> [Aim of the exercise]: An identical copy of all records below is to be written out.

> [Data to use]:
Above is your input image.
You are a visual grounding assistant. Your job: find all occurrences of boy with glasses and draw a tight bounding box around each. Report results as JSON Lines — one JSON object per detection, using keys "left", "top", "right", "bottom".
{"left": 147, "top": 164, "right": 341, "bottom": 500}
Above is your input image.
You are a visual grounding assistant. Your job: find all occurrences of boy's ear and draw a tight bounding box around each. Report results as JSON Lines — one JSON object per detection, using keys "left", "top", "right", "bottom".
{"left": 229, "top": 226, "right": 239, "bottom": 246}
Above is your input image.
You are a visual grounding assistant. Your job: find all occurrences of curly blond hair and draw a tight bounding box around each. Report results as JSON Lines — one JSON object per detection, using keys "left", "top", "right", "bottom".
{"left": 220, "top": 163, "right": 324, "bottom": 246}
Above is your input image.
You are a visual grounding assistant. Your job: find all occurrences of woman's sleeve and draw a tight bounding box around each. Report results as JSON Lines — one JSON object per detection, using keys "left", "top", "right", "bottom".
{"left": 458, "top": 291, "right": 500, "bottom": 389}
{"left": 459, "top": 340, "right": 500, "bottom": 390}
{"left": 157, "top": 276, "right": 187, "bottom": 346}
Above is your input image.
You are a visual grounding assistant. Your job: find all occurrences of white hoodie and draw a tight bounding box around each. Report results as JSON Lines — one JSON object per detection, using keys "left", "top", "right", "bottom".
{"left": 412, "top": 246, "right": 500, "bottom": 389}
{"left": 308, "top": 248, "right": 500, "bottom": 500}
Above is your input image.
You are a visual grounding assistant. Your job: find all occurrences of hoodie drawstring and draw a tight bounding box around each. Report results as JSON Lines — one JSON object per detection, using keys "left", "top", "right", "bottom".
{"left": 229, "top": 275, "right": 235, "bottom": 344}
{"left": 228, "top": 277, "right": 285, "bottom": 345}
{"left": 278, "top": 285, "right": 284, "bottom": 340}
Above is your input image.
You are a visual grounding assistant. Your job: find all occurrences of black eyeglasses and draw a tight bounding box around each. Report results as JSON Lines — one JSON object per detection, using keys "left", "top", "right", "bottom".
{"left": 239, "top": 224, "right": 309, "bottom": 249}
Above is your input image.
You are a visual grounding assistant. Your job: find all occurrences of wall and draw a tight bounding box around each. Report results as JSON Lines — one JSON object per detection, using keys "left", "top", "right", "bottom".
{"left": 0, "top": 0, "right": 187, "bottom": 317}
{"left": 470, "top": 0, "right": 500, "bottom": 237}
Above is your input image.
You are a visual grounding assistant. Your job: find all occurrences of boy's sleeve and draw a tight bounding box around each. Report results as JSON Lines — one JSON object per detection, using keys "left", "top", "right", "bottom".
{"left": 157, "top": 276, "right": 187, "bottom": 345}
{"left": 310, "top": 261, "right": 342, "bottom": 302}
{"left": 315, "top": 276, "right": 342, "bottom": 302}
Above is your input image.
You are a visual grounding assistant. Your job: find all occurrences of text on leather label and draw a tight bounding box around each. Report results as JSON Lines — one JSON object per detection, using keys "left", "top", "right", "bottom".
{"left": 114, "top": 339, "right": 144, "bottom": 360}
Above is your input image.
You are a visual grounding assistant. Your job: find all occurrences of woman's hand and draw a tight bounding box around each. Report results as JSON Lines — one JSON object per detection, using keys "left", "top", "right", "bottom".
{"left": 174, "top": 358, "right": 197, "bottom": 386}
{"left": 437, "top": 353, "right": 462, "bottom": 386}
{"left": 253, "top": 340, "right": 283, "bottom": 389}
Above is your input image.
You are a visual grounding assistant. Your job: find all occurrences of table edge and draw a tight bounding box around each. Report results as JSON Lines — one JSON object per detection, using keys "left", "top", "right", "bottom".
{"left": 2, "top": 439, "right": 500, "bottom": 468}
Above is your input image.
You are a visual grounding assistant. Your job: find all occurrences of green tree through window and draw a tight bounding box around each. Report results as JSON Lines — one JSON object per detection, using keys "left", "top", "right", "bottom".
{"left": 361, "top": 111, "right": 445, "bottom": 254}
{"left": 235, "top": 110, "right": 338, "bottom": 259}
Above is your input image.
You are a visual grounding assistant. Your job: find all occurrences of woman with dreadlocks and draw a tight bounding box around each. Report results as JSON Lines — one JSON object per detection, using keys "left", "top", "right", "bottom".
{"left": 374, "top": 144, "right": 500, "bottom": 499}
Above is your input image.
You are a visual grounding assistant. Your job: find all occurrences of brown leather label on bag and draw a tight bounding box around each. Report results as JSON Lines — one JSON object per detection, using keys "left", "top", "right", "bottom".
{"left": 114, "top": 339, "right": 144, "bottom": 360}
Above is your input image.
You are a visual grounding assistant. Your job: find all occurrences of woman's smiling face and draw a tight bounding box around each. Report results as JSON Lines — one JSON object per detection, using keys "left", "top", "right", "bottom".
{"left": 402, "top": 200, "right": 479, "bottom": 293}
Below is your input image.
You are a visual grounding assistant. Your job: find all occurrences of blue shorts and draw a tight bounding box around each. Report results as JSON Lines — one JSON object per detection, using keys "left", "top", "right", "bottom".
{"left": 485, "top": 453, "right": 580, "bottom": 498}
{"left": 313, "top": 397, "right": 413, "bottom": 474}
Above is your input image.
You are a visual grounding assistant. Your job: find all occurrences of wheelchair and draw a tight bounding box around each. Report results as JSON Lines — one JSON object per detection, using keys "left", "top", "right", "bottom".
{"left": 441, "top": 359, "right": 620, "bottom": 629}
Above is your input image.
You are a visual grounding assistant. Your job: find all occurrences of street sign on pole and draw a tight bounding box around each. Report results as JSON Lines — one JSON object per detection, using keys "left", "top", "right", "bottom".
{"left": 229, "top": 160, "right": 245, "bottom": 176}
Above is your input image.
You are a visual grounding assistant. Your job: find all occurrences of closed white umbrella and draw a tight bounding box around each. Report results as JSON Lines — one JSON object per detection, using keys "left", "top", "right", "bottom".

> [Solution for this problem]:
Above is your input image.
You are a visual grounding assistant. Your job: find all occurrences of boy with glasses and draw a tight bounding box around each. Report results as JSON Lines — one JSON object per detection, using keys "left", "top", "right", "bottom".
{"left": 147, "top": 164, "right": 341, "bottom": 500}
Above is your input image.
You are a visual grounding assistant. Your job: find all occurrences of boy's ear and draw a tight bounding box around each. Report results as JSON Lines — one JSON object per detection, using keys "left", "top", "right", "bottom".
{"left": 229, "top": 226, "right": 239, "bottom": 246}
Above is your input image.
You are a visual grounding assistant. Your job: find all occurrences of curly blond hair and draw a tight bounding box around each. Report results as JSON Lines — one JSON object per detection, using keys "left", "top", "right", "bottom".
{"left": 220, "top": 163, "right": 324, "bottom": 246}
Above is your input image.
You are a visual grounding assistant. Your job: find all occurrences of woman's sleeve and draw a tight bounding box around each. Report results as JSON Lines — one JSON object per detection, using keys "left", "top", "right", "bottom".
{"left": 458, "top": 291, "right": 500, "bottom": 389}
{"left": 459, "top": 340, "right": 500, "bottom": 390}
{"left": 157, "top": 276, "right": 187, "bottom": 346}
Above is your input image.
You are a visual grounding assistant. Your job: find all occurrences of white hoodie and draw a tight bounding box around each. Report results as JSON Lines — one JSON object per detection, using keys "left", "top", "right", "bottom".
{"left": 412, "top": 246, "right": 500, "bottom": 389}
{"left": 308, "top": 248, "right": 500, "bottom": 500}
Above is your input image.
You are a visual grounding assistant. Your job: find all occurrences of hoodie drawstring and draw a tight bounding box around each. Report results as JSON Lines — one JSON object per detection, using keys "left", "top", "right", "bottom".
{"left": 229, "top": 275, "right": 235, "bottom": 344}
{"left": 228, "top": 277, "right": 285, "bottom": 345}
{"left": 278, "top": 285, "right": 284, "bottom": 340}
Above is your input image.
You are a visual grounding assistant. Your job: find all occurrences of black eyeglasses and draw a tight bounding box around each. Report results as JSON Lines — one JSON object per detection, using keys "left", "top", "right", "bottom".
{"left": 239, "top": 224, "right": 309, "bottom": 249}
Above is your input image.
You are a visual grounding assistant. Your job: find all occurrences of wall and draw a tight bounding box around each. Report results as JSON Lines — one JSON object per detection, using keys "left", "top", "right", "bottom".
{"left": 0, "top": 0, "right": 187, "bottom": 317}
{"left": 470, "top": 0, "right": 500, "bottom": 237}
Above is your input image.
You are a visual grounding assistant. Your job: find all occurrences of boy's sleeve and draw a tight bounding box around each. Report results as JSON Lines — one JSON object per detection, using keys "left", "top", "right", "bottom".
{"left": 157, "top": 276, "right": 187, "bottom": 345}
{"left": 310, "top": 261, "right": 342, "bottom": 302}
{"left": 315, "top": 276, "right": 342, "bottom": 302}
Above is your input image.
You are a visual grounding assistant. Your job: find all occurrences of text on leather label and draw a tight bounding box around each. Report results as JSON Lines — one JSON object per detection, using keys "left", "top", "right", "bottom".
{"left": 114, "top": 339, "right": 144, "bottom": 360}
Above is your input image.
You are a visual grounding assistant. Your job: find all occurrences of woman's hand and draw a tight bounding box around each. Report results as JSON Lines — one JSON object per detection, using keys "left", "top", "right", "bottom".
{"left": 174, "top": 358, "right": 197, "bottom": 386}
{"left": 437, "top": 353, "right": 462, "bottom": 386}
{"left": 253, "top": 340, "right": 283, "bottom": 389}
Above is your input image.
You are a visual grounding assistant. Your job: find all occurrences of table edge and draw a tight bounding box around each. Report results as JSON Lines — one JSON object per detection, using keys "left", "top", "right", "bottom".
{"left": 2, "top": 439, "right": 500, "bottom": 468}
Above is your input image.
You are a visual grounding assistant. Your job: find all occurrences of green tree through window and draw a tight bounding box around each. Report results as JSON Lines — one JSON object per detection, using keys "left", "top", "right", "bottom".
{"left": 361, "top": 111, "right": 445, "bottom": 254}
{"left": 235, "top": 110, "right": 338, "bottom": 259}
Above is your input image.
You are a visual grounding assistant. Your job: find all occurrences of woman with dreadlocks and draw a tight bounding box around each. Report results as JSON Lines — one JSON object per detection, using keys "left", "top", "right", "bottom".
{"left": 374, "top": 144, "right": 500, "bottom": 499}
Above is your input image.
You are a visual grounding assistant. Your job: find all occurrences of brown leather label on bag and draw a tight bounding box around each. Report results as JSON Lines — one JSON object per detection, using keys "left", "top", "right", "bottom".
{"left": 114, "top": 339, "right": 144, "bottom": 360}
Above is your input image.
You are a visual grounding assistant. Your job: find all occurrences of woman's smiling face and draw a tight bounding box around each. Report results as JSON Lines — one JSON object per detection, using keys "left", "top", "right", "bottom".
{"left": 402, "top": 200, "right": 479, "bottom": 293}
Below is your input image.
You are a visual grounding assistant. Your job: find all occurrences of blue shorts and draw a tight bounding box around each. Report results as JSON Lines — one JSON object per detection, using keys "left", "top", "right", "bottom".
{"left": 485, "top": 453, "right": 580, "bottom": 498}
{"left": 313, "top": 397, "right": 413, "bottom": 474}
Above is your input image.
You are a visual grounding assistant. Your job: find all occurrences of wheelchair and draw a tight bounding box around each. Report results as JSON Lines — one JSON object per detection, using keys "left", "top", "right", "bottom".
{"left": 441, "top": 359, "right": 620, "bottom": 629}
Above is your input image.
You are a visual grounding assistant. Your job: find all occurrences of street sign on pole and draw a tight bounding box around each. Report results as JSON Lines — one JSON object per detection, using keys "left", "top", "right", "bottom".
{"left": 229, "top": 160, "right": 245, "bottom": 176}
Above is your input image.
You are a visual grounding assistant. Your job: find all occurrences of closed white umbrella and draw a tight bounding box around each. Report results as JSON Lines — one JSON object per detection, using keys "left", "top", "right", "bottom".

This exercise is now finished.